** Start Provided data **

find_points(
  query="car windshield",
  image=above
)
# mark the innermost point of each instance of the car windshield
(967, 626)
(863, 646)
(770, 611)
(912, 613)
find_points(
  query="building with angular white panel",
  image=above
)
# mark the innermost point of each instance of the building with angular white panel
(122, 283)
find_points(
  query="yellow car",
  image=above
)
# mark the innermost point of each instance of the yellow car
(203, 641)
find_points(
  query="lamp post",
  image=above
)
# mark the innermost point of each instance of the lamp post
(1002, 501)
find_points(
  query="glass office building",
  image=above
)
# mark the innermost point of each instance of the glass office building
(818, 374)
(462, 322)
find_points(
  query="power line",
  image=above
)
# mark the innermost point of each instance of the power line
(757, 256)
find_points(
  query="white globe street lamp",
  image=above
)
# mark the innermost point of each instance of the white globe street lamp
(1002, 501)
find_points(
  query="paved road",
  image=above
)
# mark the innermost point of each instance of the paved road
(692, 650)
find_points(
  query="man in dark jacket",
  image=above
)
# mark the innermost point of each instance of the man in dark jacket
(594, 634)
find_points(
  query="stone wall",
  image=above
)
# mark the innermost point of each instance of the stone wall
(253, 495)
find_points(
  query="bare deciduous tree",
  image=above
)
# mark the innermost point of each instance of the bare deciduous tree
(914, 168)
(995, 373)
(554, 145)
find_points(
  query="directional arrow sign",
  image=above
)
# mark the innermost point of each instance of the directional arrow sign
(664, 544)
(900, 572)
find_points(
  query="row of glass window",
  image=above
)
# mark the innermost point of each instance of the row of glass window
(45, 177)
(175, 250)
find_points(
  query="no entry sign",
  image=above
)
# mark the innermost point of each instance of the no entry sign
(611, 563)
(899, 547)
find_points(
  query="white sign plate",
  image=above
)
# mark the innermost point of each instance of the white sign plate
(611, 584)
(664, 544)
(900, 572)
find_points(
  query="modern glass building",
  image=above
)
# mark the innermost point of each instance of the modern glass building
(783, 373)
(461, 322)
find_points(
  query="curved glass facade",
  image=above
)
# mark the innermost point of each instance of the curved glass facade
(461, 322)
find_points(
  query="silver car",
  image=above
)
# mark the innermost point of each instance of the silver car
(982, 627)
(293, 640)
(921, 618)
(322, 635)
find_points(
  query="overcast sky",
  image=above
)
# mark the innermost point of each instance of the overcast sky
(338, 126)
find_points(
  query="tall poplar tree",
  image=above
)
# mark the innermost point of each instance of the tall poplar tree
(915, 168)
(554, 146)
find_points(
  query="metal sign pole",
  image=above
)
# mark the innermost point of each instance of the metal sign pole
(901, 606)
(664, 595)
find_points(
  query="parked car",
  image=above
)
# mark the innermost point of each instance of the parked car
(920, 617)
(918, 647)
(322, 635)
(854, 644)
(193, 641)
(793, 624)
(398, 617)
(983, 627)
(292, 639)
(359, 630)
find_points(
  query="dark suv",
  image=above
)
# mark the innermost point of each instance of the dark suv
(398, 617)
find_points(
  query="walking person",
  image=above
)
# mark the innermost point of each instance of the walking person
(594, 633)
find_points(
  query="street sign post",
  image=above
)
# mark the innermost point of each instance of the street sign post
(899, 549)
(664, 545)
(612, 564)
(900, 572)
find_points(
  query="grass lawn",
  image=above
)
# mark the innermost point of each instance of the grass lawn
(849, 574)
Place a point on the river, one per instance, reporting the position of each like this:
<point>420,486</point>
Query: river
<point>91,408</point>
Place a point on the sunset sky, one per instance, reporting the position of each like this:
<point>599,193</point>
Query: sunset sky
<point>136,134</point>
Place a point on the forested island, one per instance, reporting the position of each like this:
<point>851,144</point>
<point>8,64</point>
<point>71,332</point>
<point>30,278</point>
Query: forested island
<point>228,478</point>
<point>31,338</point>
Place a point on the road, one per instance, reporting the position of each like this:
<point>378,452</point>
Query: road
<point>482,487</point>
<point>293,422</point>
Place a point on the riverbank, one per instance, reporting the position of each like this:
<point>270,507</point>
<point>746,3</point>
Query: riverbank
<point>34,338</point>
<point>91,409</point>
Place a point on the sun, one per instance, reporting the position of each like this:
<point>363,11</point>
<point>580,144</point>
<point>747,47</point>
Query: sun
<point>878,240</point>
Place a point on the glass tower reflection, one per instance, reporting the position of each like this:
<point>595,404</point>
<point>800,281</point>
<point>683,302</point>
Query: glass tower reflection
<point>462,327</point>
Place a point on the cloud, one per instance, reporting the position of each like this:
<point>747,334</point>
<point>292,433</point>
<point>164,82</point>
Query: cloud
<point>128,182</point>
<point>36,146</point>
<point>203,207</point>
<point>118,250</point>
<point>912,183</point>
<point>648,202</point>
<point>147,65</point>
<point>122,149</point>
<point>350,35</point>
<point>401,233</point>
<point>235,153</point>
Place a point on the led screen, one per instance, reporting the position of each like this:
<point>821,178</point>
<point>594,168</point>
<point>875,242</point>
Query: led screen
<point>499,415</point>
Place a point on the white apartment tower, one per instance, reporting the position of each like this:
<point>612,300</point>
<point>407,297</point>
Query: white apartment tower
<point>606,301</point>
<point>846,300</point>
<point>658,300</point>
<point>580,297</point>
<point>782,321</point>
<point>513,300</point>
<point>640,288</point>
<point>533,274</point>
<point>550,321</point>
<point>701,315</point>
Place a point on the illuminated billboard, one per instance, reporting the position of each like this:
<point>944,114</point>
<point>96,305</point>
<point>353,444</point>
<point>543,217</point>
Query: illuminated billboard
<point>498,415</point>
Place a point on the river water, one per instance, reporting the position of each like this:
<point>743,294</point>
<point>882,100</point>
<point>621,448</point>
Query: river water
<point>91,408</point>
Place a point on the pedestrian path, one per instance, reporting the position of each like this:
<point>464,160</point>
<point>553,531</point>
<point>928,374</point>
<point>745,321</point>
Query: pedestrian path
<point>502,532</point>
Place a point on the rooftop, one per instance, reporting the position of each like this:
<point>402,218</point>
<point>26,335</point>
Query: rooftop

** End Provided data **

**What you are asked to do**
Repeat only the stretch of lines that begins at the line containing "Place a point on the river water, one" and ends at the last line above, both included.

**Result of the task**
Place a point on the river water, one per instance, reporting the position of each like this:
<point>743,294</point>
<point>882,100</point>
<point>621,448</point>
Query: river water
<point>91,408</point>
Place a point on the pedestrian path, one per instance, reporting the position of each like this:
<point>464,160</point>
<point>553,531</point>
<point>928,374</point>
<point>745,321</point>
Query: pedestrian path
<point>502,532</point>
Place a point on the rooftop, one per instance, reporting the position of each like this:
<point>402,218</point>
<point>26,335</point>
Query: rooftop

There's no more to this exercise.